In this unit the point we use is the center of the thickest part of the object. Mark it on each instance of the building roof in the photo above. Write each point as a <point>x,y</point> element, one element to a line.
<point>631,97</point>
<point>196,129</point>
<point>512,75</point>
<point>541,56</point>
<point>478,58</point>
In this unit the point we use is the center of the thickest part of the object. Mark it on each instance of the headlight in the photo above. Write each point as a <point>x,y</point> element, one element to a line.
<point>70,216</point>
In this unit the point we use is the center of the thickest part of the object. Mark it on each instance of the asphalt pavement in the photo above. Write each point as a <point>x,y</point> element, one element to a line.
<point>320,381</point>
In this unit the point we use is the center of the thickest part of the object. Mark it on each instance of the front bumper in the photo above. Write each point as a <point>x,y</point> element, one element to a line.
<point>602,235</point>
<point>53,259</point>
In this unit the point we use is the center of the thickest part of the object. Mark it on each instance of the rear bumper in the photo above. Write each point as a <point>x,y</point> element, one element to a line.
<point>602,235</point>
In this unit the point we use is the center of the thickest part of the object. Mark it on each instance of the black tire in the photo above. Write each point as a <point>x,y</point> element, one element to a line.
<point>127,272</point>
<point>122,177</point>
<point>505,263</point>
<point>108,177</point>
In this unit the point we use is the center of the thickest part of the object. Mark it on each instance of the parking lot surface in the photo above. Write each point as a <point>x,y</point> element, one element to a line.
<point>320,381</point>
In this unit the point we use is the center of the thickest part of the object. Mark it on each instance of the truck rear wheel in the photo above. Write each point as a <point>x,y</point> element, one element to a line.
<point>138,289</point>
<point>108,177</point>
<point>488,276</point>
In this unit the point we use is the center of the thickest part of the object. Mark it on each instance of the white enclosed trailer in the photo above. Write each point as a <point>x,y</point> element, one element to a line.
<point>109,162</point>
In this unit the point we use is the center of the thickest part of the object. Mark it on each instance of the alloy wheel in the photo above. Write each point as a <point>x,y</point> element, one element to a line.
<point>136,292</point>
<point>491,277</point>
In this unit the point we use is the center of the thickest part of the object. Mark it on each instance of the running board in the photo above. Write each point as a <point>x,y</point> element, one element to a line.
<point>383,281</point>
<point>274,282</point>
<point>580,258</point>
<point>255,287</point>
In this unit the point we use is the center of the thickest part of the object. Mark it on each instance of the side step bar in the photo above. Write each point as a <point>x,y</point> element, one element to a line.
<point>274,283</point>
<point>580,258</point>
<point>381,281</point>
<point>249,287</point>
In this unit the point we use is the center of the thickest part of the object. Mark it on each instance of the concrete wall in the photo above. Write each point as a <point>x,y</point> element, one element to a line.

*****

Problem details —
Your output must be the exact lines from the one containing "of the side" through the end of the data above, both included, and nothing more.

Result for this exercise —
In this unit the point we use is the center of the thickest part of the object. Mark it on each instance of the side step bar in the photo above. Write each point as a <point>x,y</point> element, one element to a line.
<point>274,283</point>
<point>580,258</point>
<point>381,281</point>
<point>249,287</point>
In this unit the point we use is the center of the thickest part of the object. Mark it on each instance of the concrete wall in the photo above. Write each point as a <point>x,y</point> element, one element to a line.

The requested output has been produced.